Point labeling dataset excerpts:

################

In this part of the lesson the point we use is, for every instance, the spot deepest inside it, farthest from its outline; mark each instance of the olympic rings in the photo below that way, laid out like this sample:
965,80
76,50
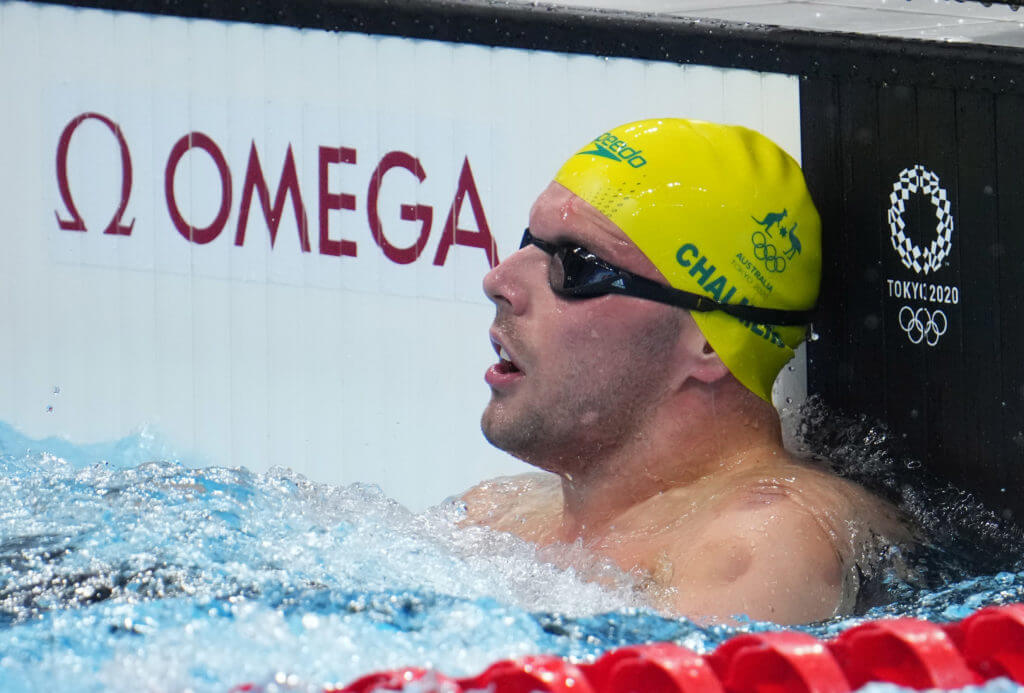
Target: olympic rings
767,253
923,326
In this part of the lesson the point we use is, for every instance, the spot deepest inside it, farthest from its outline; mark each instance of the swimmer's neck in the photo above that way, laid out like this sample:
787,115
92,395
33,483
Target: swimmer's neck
678,453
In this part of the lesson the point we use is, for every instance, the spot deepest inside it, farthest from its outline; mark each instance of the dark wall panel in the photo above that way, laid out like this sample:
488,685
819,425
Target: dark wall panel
924,289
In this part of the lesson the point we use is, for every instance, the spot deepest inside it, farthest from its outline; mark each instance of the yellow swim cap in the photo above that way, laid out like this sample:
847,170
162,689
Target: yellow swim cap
722,212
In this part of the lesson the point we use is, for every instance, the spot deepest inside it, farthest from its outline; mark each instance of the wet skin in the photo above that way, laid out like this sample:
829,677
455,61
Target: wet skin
658,459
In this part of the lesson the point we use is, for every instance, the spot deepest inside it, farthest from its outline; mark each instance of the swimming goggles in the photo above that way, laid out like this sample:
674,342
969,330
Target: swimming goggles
579,273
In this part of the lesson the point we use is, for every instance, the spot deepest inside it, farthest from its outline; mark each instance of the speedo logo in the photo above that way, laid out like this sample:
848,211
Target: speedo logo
609,146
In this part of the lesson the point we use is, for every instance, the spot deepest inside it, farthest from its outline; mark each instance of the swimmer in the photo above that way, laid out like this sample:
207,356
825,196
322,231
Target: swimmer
640,328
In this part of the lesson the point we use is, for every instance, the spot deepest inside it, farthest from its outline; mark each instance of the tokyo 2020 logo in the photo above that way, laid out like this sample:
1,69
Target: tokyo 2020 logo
929,259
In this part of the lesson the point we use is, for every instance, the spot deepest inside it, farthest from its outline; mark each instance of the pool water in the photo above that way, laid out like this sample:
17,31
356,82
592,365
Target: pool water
118,572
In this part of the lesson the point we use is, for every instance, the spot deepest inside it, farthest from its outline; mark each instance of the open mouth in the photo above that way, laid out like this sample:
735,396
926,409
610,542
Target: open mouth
505,363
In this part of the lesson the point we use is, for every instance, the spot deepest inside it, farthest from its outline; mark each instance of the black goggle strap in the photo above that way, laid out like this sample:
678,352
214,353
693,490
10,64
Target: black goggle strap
632,285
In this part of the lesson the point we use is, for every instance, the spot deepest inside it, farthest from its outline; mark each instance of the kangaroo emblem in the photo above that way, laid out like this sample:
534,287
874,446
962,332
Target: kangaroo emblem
770,220
795,246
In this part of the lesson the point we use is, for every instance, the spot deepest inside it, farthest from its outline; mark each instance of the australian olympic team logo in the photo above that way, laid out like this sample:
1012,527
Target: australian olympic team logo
763,241
913,257
922,325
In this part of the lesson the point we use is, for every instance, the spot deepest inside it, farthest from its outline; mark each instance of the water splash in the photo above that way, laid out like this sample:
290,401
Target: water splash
128,574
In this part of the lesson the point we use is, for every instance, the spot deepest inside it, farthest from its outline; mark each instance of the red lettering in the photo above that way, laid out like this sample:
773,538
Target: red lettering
289,183
193,233
77,223
459,236
330,201
420,213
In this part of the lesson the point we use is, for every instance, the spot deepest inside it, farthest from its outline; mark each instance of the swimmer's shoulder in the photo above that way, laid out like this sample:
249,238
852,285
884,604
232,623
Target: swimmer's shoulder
520,504
757,552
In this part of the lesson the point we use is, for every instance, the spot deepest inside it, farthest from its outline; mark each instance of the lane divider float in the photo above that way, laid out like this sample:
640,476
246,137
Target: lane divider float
907,652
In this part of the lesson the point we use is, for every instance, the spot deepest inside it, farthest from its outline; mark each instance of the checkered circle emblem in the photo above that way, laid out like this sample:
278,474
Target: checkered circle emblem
930,259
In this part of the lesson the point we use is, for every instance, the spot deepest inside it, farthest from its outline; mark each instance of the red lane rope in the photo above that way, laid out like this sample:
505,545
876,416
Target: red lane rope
903,651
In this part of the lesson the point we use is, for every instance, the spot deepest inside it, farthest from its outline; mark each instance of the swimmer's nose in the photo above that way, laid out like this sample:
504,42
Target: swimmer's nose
509,282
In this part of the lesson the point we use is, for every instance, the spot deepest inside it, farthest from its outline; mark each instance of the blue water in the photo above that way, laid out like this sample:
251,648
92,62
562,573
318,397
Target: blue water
123,568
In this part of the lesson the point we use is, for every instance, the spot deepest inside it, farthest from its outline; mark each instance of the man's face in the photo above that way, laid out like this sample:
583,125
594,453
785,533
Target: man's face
584,373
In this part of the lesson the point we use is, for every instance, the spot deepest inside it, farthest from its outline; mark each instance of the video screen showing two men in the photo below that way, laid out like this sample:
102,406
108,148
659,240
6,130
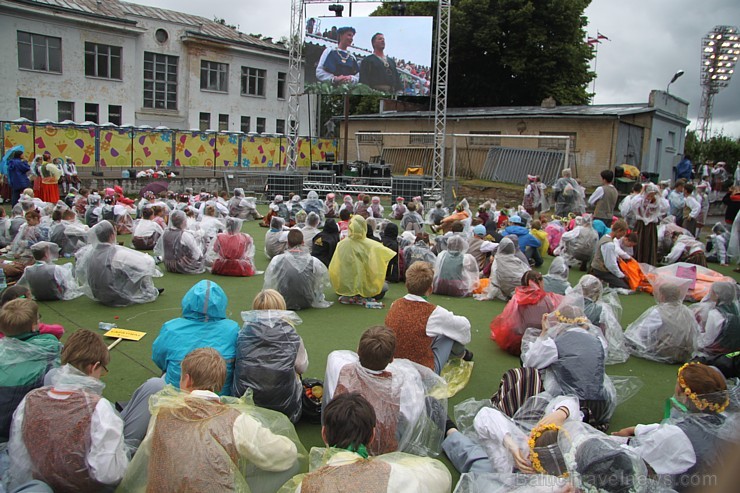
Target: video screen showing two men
368,55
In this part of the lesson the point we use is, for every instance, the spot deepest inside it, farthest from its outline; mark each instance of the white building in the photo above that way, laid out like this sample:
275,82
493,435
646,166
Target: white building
119,62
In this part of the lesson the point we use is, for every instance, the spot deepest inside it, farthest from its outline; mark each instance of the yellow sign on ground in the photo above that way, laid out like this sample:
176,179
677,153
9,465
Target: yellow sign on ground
130,335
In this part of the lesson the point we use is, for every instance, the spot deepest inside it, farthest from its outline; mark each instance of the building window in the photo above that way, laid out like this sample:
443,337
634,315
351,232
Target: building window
102,61
223,123
282,84
66,110
114,114
558,144
214,76
253,81
421,138
27,108
246,123
161,36
160,81
37,52
369,138
485,140
91,112
205,122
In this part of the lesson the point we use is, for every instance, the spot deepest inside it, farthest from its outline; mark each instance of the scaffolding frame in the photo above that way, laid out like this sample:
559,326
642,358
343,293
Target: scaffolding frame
295,66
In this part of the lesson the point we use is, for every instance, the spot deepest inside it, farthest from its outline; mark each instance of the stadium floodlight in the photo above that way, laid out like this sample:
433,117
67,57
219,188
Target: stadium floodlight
674,79
719,54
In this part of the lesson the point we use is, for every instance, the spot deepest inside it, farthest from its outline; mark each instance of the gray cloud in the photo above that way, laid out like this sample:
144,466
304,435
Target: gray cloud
650,40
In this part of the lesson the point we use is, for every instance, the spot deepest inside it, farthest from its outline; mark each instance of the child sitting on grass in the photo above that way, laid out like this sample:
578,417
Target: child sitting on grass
25,357
426,334
196,442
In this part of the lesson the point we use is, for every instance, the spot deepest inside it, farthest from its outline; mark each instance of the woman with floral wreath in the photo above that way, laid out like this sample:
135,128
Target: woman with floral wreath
700,422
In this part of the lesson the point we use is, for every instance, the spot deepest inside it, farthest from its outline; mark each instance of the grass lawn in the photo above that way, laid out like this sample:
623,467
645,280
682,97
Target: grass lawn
339,327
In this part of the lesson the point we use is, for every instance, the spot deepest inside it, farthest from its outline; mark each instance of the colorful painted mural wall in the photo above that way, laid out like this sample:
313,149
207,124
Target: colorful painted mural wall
130,147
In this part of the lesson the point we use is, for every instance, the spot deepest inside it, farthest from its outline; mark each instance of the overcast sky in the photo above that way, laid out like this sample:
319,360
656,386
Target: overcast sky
650,41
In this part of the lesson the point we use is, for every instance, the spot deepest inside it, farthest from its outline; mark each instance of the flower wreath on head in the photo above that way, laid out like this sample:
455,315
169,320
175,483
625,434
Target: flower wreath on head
534,457
565,320
700,403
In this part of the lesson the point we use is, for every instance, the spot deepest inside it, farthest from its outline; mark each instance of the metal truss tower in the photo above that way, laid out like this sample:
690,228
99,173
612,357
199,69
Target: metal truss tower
440,114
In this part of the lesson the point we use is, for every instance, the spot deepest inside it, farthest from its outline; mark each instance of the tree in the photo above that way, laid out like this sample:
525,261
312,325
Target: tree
514,52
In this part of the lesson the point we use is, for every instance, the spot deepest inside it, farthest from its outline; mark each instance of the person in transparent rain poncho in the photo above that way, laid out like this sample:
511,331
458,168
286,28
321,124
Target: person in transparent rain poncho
270,356
243,207
209,224
506,272
276,238
297,276
311,229
577,245
69,436
666,332
604,311
556,279
200,442
345,465
719,320
455,271
524,310
231,253
146,231
47,281
567,357
180,249
700,426
115,275
26,355
408,418
598,463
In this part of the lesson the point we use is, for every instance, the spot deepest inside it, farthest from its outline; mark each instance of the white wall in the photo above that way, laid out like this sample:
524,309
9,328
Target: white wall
73,85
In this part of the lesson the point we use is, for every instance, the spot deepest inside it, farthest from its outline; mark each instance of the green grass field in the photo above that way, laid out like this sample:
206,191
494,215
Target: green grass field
339,327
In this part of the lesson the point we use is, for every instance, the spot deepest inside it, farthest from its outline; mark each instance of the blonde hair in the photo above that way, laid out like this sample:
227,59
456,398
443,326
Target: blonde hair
206,367
85,348
419,278
18,316
268,299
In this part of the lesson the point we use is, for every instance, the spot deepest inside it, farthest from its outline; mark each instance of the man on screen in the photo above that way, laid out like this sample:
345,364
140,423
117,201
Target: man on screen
338,65
379,71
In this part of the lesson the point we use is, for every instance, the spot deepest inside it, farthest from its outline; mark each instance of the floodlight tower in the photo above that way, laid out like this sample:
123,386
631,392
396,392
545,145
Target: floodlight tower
720,51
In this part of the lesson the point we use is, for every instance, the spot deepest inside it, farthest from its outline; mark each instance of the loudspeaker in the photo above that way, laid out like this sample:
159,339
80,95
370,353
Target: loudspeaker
409,187
285,184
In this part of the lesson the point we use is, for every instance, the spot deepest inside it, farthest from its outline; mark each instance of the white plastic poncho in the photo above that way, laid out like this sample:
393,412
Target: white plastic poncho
604,311
180,249
299,277
115,275
234,446
480,482
667,332
556,279
408,419
598,462
577,245
506,272
231,253
266,353
47,281
455,272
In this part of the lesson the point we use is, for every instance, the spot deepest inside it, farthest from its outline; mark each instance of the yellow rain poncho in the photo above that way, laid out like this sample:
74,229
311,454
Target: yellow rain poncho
359,263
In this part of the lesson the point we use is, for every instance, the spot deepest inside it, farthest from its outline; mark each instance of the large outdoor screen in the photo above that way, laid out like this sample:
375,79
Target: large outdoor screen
368,55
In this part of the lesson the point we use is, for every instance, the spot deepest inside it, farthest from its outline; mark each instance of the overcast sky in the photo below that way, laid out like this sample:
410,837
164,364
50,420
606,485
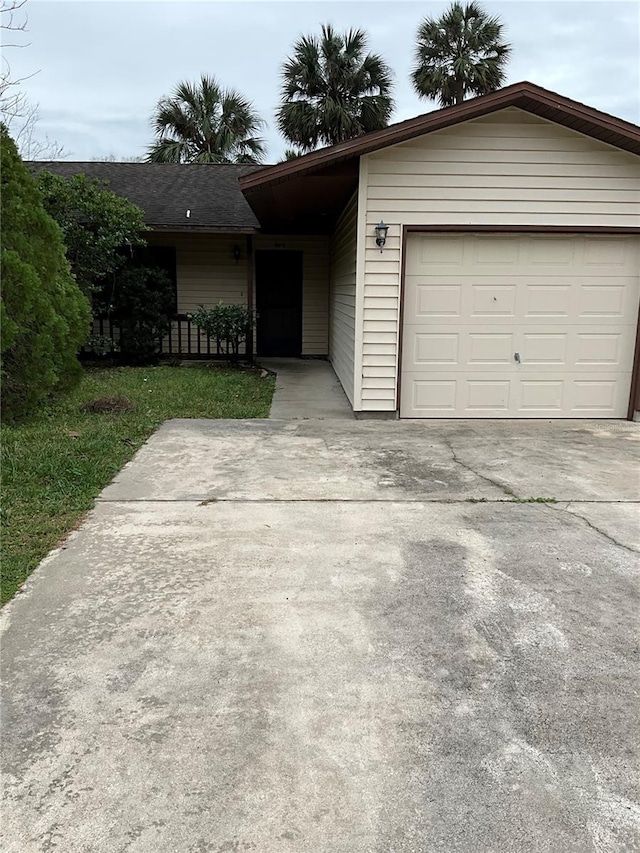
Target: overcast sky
103,65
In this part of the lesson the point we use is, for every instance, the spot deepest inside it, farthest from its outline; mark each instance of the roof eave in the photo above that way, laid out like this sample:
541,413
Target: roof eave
523,95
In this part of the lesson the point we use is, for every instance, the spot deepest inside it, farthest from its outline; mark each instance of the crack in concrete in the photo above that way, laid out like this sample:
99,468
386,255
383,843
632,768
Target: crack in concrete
507,499
492,482
590,524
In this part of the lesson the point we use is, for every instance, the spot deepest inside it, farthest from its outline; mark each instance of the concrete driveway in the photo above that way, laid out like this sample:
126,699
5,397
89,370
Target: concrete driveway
336,637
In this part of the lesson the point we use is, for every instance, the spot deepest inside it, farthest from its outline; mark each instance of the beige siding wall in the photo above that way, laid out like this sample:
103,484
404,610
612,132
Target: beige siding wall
509,168
342,303
207,273
206,270
315,287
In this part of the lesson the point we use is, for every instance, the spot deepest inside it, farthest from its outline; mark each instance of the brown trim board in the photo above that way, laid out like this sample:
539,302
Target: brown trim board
523,229
512,229
526,96
635,376
250,290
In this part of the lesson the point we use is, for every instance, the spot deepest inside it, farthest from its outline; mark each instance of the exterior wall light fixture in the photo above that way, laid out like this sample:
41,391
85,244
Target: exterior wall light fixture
381,234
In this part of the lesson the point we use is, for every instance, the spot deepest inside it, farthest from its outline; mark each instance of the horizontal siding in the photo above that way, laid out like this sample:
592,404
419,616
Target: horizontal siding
342,303
206,270
315,286
509,168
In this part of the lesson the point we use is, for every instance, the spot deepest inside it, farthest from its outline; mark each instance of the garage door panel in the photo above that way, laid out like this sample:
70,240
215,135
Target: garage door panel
436,348
566,307
544,347
438,300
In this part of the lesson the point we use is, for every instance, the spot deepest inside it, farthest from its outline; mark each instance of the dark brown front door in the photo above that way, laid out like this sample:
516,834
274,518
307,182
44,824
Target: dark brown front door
279,303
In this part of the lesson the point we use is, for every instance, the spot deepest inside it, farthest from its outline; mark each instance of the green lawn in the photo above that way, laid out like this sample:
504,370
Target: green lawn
55,464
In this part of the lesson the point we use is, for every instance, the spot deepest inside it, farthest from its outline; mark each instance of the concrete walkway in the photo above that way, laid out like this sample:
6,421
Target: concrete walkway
306,388
321,636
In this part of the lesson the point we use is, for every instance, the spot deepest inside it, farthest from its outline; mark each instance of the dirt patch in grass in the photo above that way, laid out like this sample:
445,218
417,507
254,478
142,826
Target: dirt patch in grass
55,464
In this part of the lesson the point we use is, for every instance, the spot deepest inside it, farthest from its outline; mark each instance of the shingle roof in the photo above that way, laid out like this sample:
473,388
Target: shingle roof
542,102
166,191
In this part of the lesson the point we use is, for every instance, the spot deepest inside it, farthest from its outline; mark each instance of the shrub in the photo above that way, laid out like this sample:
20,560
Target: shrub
96,225
44,315
228,325
141,302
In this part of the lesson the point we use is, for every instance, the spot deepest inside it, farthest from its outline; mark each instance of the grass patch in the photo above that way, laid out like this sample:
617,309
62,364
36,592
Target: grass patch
55,464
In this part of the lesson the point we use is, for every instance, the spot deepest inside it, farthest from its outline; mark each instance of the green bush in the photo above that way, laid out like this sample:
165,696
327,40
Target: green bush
44,316
140,303
228,325
96,225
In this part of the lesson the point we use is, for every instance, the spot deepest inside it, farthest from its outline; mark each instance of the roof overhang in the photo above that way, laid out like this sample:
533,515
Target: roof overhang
201,229
316,186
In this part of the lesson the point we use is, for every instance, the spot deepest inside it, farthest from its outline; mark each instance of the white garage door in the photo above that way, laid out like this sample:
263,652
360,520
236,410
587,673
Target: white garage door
504,326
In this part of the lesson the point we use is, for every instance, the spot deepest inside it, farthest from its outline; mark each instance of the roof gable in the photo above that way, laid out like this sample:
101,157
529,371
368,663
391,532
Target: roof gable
526,96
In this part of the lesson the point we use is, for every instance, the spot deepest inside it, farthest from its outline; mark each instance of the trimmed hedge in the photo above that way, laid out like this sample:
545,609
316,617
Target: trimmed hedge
44,316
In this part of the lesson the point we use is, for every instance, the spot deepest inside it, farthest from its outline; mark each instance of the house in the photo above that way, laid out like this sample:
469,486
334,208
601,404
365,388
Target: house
508,283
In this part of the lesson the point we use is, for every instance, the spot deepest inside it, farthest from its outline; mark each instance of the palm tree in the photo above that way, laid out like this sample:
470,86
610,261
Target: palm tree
202,123
459,54
332,91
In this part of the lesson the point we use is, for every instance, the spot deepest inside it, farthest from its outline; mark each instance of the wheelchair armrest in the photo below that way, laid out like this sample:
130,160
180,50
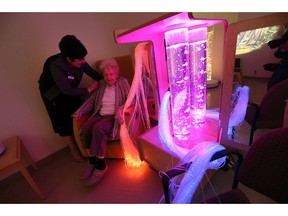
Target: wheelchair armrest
166,176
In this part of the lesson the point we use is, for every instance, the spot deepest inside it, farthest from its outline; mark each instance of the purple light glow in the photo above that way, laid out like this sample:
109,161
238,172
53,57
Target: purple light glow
178,73
197,65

################

Exercise prompt:
Only the lines from the one containing "of the wheelchair" through the end of the listing are to be quoted, exactly and with both ends included; pictures are left out.

Answer to this problem:
In this part of the lesson the point we use is, for every instance, the spot deepest inside it, farthest from its outline; mark each instance of the wheelchair armrest in the photo below that way, laid out like this sample:
130,160
180,50
Target: wheelchair armrest
166,176
In this part of the lesson the point we use is, for every instance, the spot deepest inside it, farthest from its outline; mark each instance of the purple light glow in the photo above that way, laid out like this sample:
109,161
238,172
53,57
Target: purple light glow
178,73
197,65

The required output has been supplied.